* **EXERCISE REQUIREMENTS**: Continue the text on setting the lottery prize $W_k$ from the point where it stops.
— Begin TEXT —
Question: how can we decide on the value of $W_k$, as a function of the number of tickets, so that there is no incentive for somebody to buy an additional ticket, if one is issued?

For $k=1$ the expected profit of each one of the participants (we are ignoring issues of risk aversion and so we deal in terms of expected profits and not of expected utility) is the expected value of collecting the prize, minus the sure cost of buying one ticket: $$EP_{11} = p_1\cdot W_1-1\cdot v \qquad [1]$$

where the double index on $EP$ refers the first to the value of $k$ and the second to the number of tickets somebody holds.

Assume now that $k=2$. If somebody buys this ticket, his expected profit will now be $$EP_{22} = 2p_2\cdot W_2-2\cdot v \qquad [2]$$ while the expected profit of all others will be $$EP_{21} = p_2\cdot W_2-1\cdot v \qquad [3]$$

We want the prospective buyer of the 2nd ticket to have the same expected profit by buying the extra ticket as the expected profit he had when he had bought the first ticket, so we want to determine $W_2$ by equalizing equations $[1]$ and $[2]$:

$$EP_{11} = EP_{22}\Rightarrow p_1\cdot W_1-1\cdot v = 2p_2\cdot W_2-2\cdot v \Rightarrow W_2 = \frac {p_1W_1+v}{2p_2} \qquad [4]$$

So assume that we issue this extra ticket and we announce that now the prize is $W_2$ as determined by $[4]$. The buyers will do the calculation and they will find that they won't gain anything in terms of expected profit if they buy the extra ticket... does this mean that they won't buy it? No, it does not imply that. Because, the buyers have already invested in the lottery by buying the first ticket. So there is no point in comparing the expected profit if they buy the 2nd ticket with the expected profit they had before the extra ticket was issued, because it is no more relevant. What they will do is to compare the profit the will now have, in this new set of rules, if they buy the extra ticket and if they don't. Namely, being rational, they will compare $EP_{22}$ with $EP_{21}$. So if we as organizers calculate $W_2$ as above, then we have that

$$EP_{21} = p_2\cdot W_2-1\cdot v = p_2\frac {p_1W_1+v}{2p_2} - v = \frac {p_1W_1-v}{2} - =\frac 12EP_{11} = \frac 12EP_{22} < EP_{22}$$

So we see that, if we calculate $W_2: EP_{22} = EP_{11}$ we do not make the buyers indifferent in buying the extra ticket or not - on the contrary, buying the ticket is the only way to maintain the same expected profit as before - because if they don't, they will have expected profit $EP_{21}$ which is lower. So expect a lively bidding for this extra ticket! (and think how high you can set its price so that the buyers would still want to buy it).
— End TEXT —
— Begin PROVIDED DATA —
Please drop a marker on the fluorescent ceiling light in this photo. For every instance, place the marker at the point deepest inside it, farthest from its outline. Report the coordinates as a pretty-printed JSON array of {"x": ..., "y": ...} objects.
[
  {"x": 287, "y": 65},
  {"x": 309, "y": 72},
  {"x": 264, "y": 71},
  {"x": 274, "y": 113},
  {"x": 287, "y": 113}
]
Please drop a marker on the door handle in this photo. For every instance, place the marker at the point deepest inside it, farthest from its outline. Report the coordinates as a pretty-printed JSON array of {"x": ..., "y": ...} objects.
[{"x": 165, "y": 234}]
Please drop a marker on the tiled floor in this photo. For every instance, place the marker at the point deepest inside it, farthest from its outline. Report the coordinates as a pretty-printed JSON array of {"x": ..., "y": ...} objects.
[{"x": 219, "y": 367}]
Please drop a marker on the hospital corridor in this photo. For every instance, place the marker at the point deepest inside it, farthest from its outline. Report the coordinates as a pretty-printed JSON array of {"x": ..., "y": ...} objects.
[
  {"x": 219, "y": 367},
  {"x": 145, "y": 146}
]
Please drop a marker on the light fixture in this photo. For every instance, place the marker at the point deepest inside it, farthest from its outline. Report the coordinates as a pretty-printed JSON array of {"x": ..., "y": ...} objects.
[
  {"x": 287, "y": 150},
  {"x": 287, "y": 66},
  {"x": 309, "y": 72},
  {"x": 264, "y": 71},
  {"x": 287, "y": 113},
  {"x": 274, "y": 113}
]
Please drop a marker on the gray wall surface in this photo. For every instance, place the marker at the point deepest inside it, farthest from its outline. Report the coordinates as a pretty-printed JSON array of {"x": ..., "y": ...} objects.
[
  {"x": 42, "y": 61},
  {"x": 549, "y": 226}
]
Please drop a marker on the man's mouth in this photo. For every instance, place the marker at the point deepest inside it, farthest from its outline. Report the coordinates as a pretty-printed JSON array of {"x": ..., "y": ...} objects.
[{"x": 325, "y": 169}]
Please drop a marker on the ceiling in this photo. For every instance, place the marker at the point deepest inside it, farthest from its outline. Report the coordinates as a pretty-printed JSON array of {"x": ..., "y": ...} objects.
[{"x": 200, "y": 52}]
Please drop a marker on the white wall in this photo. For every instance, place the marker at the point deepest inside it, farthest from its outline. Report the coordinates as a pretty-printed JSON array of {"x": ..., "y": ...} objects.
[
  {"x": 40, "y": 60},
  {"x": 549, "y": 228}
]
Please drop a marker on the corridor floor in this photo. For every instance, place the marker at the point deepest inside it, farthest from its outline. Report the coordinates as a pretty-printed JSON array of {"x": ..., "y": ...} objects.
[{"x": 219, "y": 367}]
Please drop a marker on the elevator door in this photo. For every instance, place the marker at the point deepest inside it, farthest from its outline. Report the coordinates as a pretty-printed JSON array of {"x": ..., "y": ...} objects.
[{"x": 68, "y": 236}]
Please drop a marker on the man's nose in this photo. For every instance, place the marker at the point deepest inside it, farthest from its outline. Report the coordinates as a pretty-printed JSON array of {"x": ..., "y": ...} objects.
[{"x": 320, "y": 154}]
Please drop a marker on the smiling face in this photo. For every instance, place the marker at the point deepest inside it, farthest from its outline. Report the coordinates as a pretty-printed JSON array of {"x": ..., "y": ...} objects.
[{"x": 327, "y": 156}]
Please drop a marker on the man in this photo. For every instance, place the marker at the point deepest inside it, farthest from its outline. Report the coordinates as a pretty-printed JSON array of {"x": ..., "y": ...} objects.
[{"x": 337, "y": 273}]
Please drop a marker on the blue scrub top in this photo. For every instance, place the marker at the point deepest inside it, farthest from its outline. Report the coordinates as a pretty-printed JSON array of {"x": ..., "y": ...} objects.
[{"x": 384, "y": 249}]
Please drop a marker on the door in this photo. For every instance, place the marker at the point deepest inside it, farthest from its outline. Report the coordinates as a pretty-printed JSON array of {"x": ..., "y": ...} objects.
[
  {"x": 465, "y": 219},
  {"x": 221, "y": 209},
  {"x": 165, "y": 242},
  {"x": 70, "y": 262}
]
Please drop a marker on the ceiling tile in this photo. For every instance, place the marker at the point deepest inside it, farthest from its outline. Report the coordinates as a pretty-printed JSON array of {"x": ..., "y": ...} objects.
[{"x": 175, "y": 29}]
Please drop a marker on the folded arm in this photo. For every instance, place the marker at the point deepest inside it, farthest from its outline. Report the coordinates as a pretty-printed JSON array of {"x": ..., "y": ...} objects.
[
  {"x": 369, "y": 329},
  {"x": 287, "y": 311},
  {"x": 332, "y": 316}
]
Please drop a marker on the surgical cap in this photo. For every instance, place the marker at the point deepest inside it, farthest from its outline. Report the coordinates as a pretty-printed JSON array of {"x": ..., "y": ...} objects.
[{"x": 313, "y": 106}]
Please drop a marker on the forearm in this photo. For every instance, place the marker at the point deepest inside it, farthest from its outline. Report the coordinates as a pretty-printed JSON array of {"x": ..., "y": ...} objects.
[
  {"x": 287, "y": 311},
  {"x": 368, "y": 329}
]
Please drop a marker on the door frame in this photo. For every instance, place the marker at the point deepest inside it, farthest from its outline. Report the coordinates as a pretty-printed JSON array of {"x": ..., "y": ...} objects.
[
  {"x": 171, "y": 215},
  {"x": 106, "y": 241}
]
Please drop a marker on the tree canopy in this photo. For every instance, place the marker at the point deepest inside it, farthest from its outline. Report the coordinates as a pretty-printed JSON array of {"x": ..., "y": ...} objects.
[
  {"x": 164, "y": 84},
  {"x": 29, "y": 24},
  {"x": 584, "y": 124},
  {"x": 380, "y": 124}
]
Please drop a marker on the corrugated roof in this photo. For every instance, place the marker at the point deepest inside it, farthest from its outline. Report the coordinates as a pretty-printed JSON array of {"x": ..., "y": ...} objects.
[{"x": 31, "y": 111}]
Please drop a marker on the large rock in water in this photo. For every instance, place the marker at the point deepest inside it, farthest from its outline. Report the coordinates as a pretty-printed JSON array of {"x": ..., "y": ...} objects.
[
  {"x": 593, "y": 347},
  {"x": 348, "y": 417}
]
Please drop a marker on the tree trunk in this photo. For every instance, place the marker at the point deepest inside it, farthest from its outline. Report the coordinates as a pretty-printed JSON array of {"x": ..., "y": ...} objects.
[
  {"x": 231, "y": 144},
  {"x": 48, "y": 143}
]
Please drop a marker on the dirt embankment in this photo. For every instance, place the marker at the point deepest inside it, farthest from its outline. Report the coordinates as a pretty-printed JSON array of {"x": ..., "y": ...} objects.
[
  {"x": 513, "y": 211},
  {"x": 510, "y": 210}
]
— End PROVIDED DATA —
* **FINAL RESULT**:
If we want to make the players truly indifferent in buying the extra ticket we must equalize the expected profits

$$EP_{21} = EP_{22} \Rightarrow 2p_2\cdot W_2-2\cdot v = p_2\cdot W_2-1\cdot v$$ which is obviously possible only if

$$W_2 = v$$

...but if you do set $W_2$ like that, expect a lively beating instead of a lively bidding...

ADDENDUM
Following conversation with the OP in the comments, if we don't play around with the value of the prize and keep it fixed, then the "no-incentive-to-buy twice" result can materialize if a priori the announced rules of the lottery are that (denoting now $n$ the number of persons and $k$ the number of additional tickets above $n$):
a) The draw is "random" (equal probability per ticket)
b) Only bought tickets take part in the lottery
c) That the probability of winning depending on the number of tickets is such that

$$p_n=2p_{n+1} =3p_{n+2}...=(k+1)p_{n+k} \Rightarrow p_{n+k} = \frac {p_n}{(k+1)}$$ What is the consequence of such a rule? Since $p_n = 1/n$ we have that

$$p_{n+k} = \frac {1}{n(k+1)}$$

But the numbers of tickets taking part is $n+k$ so the total probability allocated to ticket buyers is $$\frac {n+k}{n(k+1)} < 1$$ In other words, except in the initial state with $n$ tickets, a "house probability arises", i.e. a probability that no-ticket wins. So for $k>0$, each ticket has the same probability of winning compared to the other tickets, but the "house" acquires necessarily a probability of winning too, and this probability is increasing in $k$ and tends to $(n-1)/n$ ($n$ is fixed here). This is a formalization of the initial idea described in the question.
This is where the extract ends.